START Text excerpt

Not many people give him a chance, that is to get to know him and let him get to know themselves. I belive that I gave Dr. Kuhn a chance my freshman and sophomore year of college when everybody was asking for his head on a platter because he wasn't doing the best job with the wind ensemble along with teaching classes and his business that came along with being the department chair. I'm not completely innocent of bickering then. I was upset that he wouldn't let me take lessons with Prof. Dorn instead of Dr. Pfoltner because Dr. Pfoltner just didn't have that thing, and Prof. Dorn made me want to be a better player. I eventually realized that he wasn't doing an excellent job with the Wind Ensemble even though it was probably one of our better years. My junior year was the year that he was forcefully requested to step down from being the department chair.

Everything turned around from here. There were no more student let petitions to have him ousted from authority, it seemed that he took more ownership of the band instead of having it just be another part of his day, but instead became more of a definite priority. The
akward moments didn't disappear, and the feel of the wind ensemble periods seemed different. To be honest, I can't recall any specific moments that were different, but things just seemed lighter. We didn't nessiscarily get any better, we didn't nessicarily stop bickering about how the band could be better, but things just were less disconnected.

He took a Wind Ensemble, especially the battery of the percussion to China for three weeks for cryin' out loud! That too, the choir would have never considered going to Asia. Actually the summer of 2002 the band was supposed to tour Africa, but due to the events of the previous September, that was abolished. The choir has made several visits to Germany and western Europe. This particuarly stands out to me. Europe shares our culture, Africa and China doesn't. Europe is exciting, but Asia and Africa are uncomfortable, but because of this, there is nothing like leaving your culture. He wanted the challenge and, through my eyes, kinda showed up the choir director for only wanting to Europe, but Dr. Kuhn wanted to go somewhere the touted noses of the choir might consider "uncivilized". WHAT AN ADVENTURE!

I'm glad that my collegiate instrumental music career is coming to a close with the close of Dr. Kuhn's time at Concordia. I wouldn't want to be under the baton of another conductor, probably better, probably that fits in better with the other faculty, probably with a better ear for music. I don't know why though. Maybe it's that I want to keep my thoughts of, "well, we could have been better", because having years of better musical success may wash away some of my fondness of my time under Dr. Kuhn.

It's too bad that there haven't been any mature voices speak up in the music department. The faculty may not realize how much the students can actually pick up on. I don't feel that Dr. Kuhn is completely innocent either. It's too bad that politics can be so much more important and can blur the focus of the passion, of the love of music that each faculty was hired with. People can't leave well enough alone, idle hands are the workshop of the devil.

Dr. Kuhn's son wrote a note on the Stalkers Access Network today, or I mean Facebook that basically said that he came to a realization of how valuable his father was to him. He knows all of the politics but he didn't make any mention of it. He used his words to express his feelings of how much he appreciated the work of his father. To his son, Dr. Kuhn isn't defined by his occupation, but as a father that has an occupation that he has poured his heart and soul into, into making it the best that he knew how. I think that through Dr. Kuhn's work, his son wants to thank his father for being an example of how to be a penitent sinner that lives in this world, but carries his own burdensome cross.

What does it really take to really understand somebody. What sort of measures have to be passed before people are interested in understanding somebody? Do they need to be turned into a public figure first? So it seems.

He's off to do the same thing in Oregon that he did in Nebraska, set the foundations for a reputable music department under the grace of God.

Dr. Kuhn, may God Bless you and your family in Oregon.

END Text excerpt

Task prompt: Retype the part of the post about Dr. Kuhn starting at "It's too bad that there" and ending at "of the devil.", keeping every word and mark unchanged.

START Information provided

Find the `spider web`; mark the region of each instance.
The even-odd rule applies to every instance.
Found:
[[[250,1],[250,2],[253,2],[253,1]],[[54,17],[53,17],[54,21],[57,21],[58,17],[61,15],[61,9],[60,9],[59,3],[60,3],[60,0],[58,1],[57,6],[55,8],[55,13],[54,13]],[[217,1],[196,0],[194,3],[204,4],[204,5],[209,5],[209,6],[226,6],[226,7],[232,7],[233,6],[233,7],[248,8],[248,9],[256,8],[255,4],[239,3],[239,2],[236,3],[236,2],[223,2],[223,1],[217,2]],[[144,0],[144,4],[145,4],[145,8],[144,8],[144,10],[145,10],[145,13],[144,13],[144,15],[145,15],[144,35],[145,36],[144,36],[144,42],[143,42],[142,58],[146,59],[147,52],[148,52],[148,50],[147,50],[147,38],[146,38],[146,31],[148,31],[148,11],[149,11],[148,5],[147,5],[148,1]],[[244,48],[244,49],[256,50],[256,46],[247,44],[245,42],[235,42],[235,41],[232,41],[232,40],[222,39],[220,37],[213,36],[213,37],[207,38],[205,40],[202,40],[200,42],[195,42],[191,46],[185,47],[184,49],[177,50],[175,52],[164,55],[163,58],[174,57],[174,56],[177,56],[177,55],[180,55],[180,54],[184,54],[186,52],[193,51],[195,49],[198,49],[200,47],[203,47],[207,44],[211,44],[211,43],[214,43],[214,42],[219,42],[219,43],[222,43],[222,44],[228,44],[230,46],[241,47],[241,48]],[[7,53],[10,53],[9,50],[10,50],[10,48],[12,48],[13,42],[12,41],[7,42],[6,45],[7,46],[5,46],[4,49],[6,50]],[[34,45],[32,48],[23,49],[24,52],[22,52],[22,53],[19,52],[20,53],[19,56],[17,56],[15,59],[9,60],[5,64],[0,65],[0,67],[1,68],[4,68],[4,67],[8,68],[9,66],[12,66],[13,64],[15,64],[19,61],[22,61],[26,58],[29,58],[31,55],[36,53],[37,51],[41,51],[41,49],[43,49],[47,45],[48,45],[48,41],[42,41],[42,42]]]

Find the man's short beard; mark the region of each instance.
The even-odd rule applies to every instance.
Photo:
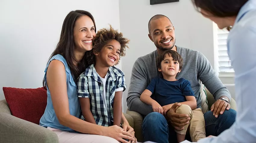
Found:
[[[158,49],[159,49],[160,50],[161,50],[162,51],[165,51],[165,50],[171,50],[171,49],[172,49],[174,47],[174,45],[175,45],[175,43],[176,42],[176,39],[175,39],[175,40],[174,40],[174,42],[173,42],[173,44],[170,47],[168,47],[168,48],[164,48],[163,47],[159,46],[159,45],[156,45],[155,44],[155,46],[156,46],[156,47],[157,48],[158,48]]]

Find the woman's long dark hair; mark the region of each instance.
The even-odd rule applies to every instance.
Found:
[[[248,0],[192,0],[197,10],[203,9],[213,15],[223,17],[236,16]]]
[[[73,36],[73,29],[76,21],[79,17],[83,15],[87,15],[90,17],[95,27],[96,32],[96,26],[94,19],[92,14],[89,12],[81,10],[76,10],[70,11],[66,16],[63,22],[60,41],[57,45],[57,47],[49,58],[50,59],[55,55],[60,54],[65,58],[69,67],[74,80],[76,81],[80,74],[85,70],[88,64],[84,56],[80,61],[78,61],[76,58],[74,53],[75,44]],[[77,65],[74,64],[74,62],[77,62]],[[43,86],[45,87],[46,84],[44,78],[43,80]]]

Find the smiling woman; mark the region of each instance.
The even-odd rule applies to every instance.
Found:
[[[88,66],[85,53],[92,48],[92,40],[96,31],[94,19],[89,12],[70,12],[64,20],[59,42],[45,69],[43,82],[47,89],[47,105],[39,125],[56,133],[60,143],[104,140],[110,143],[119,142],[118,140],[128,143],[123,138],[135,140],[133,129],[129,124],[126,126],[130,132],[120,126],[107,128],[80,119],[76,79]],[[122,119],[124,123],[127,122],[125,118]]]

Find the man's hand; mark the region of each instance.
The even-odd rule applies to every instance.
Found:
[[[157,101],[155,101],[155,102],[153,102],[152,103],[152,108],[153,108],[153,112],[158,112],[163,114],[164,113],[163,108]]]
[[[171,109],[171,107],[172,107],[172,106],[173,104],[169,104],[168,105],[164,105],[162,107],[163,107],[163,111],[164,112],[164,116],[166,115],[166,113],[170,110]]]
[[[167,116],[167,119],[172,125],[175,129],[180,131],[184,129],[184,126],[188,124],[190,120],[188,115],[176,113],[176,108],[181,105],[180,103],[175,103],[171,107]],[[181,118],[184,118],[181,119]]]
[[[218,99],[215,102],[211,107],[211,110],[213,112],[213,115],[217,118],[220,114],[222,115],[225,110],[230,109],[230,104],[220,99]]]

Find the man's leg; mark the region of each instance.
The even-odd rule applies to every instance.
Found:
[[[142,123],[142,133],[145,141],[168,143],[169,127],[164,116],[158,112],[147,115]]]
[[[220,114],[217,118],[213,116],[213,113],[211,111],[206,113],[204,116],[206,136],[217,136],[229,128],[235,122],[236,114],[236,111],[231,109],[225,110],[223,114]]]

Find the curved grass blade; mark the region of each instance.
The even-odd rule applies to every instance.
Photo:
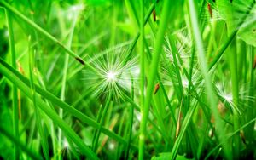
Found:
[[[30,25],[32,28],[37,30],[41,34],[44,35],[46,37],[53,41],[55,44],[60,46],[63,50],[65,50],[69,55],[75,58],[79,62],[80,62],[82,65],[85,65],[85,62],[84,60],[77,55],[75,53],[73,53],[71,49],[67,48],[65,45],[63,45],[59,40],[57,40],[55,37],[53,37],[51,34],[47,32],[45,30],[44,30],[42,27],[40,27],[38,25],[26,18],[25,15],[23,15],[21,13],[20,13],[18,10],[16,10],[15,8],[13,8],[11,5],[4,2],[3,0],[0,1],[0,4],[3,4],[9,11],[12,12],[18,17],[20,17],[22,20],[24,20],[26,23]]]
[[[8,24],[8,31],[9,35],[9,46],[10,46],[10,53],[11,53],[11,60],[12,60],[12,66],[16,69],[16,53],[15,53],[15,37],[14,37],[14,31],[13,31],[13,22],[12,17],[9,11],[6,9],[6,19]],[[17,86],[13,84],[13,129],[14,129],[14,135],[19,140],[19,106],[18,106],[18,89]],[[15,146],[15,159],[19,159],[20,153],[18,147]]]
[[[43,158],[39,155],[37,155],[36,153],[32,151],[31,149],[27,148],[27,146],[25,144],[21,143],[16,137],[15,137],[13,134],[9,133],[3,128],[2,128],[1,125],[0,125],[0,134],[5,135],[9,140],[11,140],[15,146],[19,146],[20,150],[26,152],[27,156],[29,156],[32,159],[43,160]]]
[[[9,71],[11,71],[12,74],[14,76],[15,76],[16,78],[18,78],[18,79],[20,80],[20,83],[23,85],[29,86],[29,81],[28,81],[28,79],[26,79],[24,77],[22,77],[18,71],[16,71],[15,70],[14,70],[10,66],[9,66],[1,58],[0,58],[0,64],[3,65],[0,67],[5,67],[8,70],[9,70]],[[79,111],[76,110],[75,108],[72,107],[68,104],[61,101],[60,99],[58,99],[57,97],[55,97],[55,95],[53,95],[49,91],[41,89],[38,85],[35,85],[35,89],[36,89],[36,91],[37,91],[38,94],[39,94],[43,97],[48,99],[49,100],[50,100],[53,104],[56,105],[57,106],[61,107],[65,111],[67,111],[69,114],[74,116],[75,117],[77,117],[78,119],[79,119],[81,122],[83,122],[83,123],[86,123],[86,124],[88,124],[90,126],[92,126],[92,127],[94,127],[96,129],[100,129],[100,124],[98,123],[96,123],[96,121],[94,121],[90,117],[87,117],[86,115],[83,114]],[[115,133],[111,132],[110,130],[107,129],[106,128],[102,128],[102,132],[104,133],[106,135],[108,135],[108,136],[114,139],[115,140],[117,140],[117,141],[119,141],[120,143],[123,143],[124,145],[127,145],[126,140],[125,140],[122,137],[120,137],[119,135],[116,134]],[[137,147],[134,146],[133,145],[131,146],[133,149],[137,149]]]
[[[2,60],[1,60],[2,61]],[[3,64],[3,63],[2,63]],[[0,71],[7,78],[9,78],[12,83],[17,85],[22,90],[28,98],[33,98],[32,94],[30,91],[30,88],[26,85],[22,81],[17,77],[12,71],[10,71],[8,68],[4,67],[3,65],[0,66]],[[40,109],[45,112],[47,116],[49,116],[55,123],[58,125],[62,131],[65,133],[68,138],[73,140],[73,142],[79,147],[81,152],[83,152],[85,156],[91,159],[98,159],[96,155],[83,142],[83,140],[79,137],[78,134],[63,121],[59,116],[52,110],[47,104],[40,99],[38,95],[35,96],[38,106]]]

END Information provided
START Information provided

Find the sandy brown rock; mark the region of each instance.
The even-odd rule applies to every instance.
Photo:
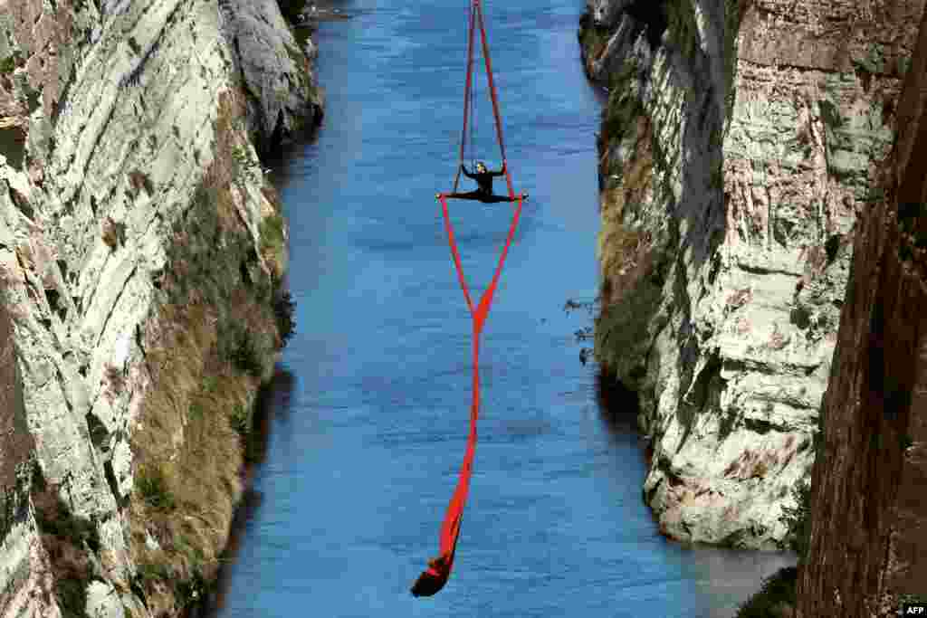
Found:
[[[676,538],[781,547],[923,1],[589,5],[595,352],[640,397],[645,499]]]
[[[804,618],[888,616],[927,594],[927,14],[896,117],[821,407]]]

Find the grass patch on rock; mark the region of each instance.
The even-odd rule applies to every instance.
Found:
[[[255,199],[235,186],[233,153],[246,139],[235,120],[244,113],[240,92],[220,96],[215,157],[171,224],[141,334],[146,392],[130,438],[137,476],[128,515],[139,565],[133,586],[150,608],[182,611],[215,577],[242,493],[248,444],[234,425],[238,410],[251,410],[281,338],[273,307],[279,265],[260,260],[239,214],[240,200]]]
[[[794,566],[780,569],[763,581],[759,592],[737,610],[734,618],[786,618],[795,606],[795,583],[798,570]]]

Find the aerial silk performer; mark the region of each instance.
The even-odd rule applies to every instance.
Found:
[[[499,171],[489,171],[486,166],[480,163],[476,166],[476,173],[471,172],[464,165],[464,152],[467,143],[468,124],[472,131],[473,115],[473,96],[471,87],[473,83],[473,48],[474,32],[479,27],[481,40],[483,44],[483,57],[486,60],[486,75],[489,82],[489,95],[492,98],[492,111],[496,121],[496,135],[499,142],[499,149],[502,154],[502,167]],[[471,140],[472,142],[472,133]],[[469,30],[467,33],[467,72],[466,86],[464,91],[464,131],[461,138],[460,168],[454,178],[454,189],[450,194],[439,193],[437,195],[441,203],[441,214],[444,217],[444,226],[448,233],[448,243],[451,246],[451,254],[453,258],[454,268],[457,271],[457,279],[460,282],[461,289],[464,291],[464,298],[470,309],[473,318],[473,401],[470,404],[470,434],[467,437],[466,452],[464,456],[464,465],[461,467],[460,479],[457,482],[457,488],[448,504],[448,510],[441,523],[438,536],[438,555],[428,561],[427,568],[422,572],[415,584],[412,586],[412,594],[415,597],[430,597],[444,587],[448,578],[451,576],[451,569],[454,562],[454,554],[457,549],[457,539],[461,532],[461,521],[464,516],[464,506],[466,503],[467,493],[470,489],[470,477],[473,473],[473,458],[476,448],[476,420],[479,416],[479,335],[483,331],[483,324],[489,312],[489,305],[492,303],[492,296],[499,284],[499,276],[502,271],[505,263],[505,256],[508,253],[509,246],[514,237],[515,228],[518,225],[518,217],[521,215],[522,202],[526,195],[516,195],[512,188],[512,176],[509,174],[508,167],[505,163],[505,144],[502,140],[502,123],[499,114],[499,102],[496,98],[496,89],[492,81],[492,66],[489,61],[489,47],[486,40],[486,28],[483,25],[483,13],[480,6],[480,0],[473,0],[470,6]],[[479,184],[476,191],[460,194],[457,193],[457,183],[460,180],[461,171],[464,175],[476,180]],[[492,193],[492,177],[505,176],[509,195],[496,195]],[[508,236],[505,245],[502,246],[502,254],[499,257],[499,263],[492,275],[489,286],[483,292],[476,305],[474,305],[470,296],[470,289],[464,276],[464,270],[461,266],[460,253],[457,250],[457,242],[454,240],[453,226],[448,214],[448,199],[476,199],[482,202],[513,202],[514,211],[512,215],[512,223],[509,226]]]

END Information provided

Solved problem:
It's too bad that there haven't been any mature voices speak up in the music department. The faculty may not realize how much the students can actually pick up on. I don't feel that Dr. Kuhn is completely innocent either. It's too bad that politics can be so much more important and can blur the focus of the passion, of the love of music that each faculty was hired with. People can't leave well enough alone, idle hands are the workshop of the devil.